In the data that follows, find the line with "x=179, y=112"; transcribe it, every later line up to the one with "x=420, y=248", and that line as well, exactly and with no others.

___ Exercise materials

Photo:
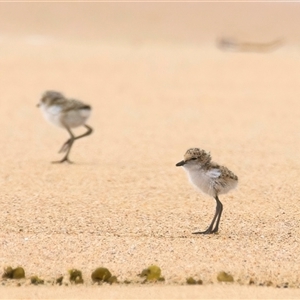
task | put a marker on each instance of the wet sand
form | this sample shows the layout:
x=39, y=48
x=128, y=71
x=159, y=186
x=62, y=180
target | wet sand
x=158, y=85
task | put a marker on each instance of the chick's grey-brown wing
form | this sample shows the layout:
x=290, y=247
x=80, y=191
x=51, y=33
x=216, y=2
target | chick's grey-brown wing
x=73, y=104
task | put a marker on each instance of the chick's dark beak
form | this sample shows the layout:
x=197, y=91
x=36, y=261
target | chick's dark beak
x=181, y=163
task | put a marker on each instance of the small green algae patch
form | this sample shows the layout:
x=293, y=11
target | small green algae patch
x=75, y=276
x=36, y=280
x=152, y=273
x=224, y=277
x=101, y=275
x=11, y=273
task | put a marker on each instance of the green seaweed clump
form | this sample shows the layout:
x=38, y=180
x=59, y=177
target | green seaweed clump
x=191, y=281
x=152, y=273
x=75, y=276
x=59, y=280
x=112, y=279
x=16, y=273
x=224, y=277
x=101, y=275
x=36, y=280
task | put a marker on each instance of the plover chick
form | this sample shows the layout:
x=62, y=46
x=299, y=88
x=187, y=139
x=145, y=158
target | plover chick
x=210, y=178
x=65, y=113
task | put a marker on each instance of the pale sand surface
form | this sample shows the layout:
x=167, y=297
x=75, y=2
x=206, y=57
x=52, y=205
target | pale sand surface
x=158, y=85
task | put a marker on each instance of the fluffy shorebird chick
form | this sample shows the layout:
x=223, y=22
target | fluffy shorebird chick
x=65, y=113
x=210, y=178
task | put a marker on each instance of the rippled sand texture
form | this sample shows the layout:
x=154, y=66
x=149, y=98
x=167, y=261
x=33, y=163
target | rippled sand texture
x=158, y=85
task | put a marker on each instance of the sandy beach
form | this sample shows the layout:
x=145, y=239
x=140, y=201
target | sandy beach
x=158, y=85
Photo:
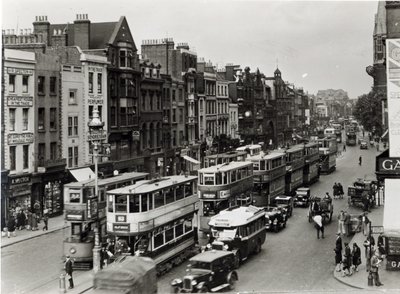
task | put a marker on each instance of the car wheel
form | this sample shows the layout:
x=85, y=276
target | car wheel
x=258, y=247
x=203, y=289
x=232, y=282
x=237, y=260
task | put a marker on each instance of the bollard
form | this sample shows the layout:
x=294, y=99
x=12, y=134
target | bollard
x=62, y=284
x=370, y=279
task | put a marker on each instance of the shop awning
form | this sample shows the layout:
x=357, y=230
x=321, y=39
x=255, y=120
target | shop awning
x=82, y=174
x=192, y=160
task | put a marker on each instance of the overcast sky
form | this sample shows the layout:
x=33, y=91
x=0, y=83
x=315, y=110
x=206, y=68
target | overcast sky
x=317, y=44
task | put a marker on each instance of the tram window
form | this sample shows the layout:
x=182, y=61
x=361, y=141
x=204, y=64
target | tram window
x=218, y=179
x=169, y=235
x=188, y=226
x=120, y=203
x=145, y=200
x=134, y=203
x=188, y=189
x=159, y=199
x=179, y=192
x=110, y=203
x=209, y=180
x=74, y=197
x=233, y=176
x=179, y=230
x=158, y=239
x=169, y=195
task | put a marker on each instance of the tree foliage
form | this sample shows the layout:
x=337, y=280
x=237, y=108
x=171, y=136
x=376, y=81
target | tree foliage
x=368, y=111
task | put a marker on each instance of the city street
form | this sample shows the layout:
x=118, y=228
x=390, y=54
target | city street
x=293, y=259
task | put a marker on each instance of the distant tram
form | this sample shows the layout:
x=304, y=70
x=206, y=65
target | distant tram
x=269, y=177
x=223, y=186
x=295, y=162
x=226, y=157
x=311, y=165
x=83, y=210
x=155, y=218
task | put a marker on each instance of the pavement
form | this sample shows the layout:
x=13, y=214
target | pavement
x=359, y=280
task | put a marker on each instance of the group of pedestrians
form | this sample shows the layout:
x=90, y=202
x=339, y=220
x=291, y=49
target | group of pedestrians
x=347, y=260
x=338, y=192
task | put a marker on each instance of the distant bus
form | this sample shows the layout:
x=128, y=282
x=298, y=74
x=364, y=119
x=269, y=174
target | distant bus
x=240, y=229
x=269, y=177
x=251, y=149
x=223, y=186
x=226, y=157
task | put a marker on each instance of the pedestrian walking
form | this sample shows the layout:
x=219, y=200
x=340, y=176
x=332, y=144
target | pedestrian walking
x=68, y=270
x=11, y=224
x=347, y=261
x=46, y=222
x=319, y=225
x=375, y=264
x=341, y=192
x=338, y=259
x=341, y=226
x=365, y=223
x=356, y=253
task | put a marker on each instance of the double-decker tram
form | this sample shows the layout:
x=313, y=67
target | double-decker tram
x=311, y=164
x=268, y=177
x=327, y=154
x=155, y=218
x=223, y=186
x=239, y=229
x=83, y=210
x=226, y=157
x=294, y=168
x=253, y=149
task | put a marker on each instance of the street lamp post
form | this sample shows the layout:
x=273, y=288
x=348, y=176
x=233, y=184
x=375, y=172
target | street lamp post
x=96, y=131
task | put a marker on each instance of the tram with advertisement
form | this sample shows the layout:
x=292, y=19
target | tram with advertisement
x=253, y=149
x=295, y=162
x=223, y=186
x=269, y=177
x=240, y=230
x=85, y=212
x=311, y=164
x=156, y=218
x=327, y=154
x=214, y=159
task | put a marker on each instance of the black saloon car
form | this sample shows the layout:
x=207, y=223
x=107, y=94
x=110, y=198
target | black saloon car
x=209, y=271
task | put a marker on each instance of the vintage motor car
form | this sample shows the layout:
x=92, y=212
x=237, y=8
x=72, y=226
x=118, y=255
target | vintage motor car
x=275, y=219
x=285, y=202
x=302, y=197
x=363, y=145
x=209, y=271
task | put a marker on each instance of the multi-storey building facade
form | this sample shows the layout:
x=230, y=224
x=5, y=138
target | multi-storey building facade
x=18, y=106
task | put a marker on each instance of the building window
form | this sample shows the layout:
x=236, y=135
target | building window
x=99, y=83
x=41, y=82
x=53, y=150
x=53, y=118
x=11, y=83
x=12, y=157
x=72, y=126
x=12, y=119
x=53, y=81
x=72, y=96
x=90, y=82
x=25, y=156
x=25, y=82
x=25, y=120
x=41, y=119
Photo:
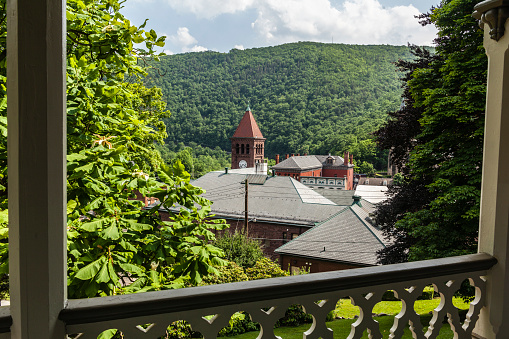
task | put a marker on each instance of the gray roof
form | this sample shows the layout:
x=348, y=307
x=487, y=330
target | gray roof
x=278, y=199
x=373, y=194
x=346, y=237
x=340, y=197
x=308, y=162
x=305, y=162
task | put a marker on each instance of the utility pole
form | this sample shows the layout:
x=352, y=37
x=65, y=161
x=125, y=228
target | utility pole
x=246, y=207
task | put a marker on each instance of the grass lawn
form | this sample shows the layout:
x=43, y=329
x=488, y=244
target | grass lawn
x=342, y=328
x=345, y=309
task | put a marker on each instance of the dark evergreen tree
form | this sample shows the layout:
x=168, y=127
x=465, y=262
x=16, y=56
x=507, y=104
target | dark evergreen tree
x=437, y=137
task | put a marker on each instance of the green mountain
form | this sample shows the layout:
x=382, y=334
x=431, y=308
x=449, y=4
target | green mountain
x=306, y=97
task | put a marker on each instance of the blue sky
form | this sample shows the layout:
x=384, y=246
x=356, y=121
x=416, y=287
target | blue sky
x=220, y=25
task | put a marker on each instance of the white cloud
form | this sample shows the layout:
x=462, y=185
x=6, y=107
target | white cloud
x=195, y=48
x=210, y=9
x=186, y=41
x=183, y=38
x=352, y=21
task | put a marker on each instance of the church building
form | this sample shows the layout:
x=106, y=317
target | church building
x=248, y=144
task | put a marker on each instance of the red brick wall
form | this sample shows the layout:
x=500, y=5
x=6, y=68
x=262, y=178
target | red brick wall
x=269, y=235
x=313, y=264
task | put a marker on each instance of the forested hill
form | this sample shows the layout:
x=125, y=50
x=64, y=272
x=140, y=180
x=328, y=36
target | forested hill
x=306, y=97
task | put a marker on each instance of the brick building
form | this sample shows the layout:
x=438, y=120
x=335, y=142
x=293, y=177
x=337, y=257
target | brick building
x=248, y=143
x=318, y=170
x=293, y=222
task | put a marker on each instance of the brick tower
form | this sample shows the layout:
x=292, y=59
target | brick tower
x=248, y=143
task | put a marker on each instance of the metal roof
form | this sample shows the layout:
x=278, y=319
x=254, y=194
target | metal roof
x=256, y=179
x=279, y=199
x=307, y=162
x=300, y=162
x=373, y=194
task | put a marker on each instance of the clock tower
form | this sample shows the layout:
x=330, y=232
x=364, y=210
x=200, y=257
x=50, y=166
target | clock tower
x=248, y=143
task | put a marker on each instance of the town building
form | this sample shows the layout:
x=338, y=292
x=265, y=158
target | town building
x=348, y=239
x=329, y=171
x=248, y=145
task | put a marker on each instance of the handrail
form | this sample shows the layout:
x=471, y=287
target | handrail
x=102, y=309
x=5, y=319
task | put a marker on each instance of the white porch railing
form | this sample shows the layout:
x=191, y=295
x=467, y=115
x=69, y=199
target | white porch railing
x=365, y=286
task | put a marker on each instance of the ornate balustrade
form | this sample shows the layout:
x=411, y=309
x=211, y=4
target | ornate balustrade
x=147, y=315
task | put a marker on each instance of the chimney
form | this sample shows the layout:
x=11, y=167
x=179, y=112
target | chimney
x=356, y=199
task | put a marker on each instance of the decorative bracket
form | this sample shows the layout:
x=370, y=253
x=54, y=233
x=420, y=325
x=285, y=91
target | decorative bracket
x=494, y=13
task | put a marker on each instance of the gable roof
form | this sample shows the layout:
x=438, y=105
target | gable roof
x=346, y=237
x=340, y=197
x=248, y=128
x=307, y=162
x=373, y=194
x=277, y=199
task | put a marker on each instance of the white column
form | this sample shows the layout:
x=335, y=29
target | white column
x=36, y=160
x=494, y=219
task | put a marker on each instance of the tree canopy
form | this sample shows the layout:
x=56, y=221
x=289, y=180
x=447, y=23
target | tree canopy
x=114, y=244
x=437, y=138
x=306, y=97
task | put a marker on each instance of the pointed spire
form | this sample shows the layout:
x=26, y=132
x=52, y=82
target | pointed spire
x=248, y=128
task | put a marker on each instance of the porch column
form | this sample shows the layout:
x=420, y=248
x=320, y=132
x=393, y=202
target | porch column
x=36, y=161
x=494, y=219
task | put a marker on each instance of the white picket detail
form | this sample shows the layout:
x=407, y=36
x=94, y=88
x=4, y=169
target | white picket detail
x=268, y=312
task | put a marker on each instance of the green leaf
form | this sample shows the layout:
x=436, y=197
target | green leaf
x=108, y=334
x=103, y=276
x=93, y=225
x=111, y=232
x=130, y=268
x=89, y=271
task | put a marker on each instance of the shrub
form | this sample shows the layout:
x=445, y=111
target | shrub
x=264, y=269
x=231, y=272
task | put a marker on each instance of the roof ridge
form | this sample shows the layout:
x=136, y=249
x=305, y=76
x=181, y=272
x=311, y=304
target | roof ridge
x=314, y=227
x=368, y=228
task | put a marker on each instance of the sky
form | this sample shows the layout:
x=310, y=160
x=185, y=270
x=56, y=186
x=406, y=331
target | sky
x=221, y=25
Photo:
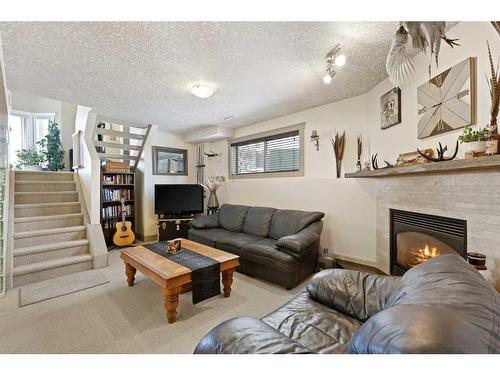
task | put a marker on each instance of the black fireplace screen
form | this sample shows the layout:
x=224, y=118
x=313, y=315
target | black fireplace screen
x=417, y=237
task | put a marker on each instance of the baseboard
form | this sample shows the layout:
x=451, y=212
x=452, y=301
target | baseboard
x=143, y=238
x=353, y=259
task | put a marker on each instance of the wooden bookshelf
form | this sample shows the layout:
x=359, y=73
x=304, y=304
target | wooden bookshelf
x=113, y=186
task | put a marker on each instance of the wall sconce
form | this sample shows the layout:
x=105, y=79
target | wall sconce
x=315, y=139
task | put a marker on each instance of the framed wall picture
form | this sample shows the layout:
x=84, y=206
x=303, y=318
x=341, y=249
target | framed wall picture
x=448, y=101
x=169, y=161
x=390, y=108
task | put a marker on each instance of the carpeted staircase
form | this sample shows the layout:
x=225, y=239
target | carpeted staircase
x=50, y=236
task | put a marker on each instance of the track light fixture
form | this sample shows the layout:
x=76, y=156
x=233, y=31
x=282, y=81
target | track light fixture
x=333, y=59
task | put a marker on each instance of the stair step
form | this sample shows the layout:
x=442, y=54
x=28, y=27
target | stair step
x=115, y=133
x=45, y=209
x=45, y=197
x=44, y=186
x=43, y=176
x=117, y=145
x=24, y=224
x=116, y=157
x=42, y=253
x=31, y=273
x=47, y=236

______

Problem solution:
x=179, y=112
target | chimney
x=356, y=199
task | put a marker on each instance of the decorative bracket
form | this sample shows the layout:
x=370, y=253
x=54, y=233
x=420, y=325
x=285, y=91
target | decorative bracket
x=494, y=13
task | put a marker on each instance of the gable roof
form | this sample shows the layout:
x=438, y=105
target | gable roof
x=346, y=237
x=340, y=197
x=248, y=128
x=307, y=162
x=373, y=194
x=277, y=199
task | put a marker on each instance of the white column
form | this sample shows the layout:
x=335, y=29
target | white column
x=36, y=160
x=494, y=219
task | put a marker on each instance of the tree canopy
form | this sample shows the layout:
x=56, y=221
x=289, y=180
x=447, y=23
target | tree canopy
x=114, y=244
x=437, y=138
x=306, y=97
task | put a marker on each instance of the pointed spire
form | this sample shows the layout:
x=26, y=132
x=52, y=82
target | pointed spire
x=248, y=128
task | put a marker on each instance of the porch column
form | this sample shows the layout:
x=420, y=248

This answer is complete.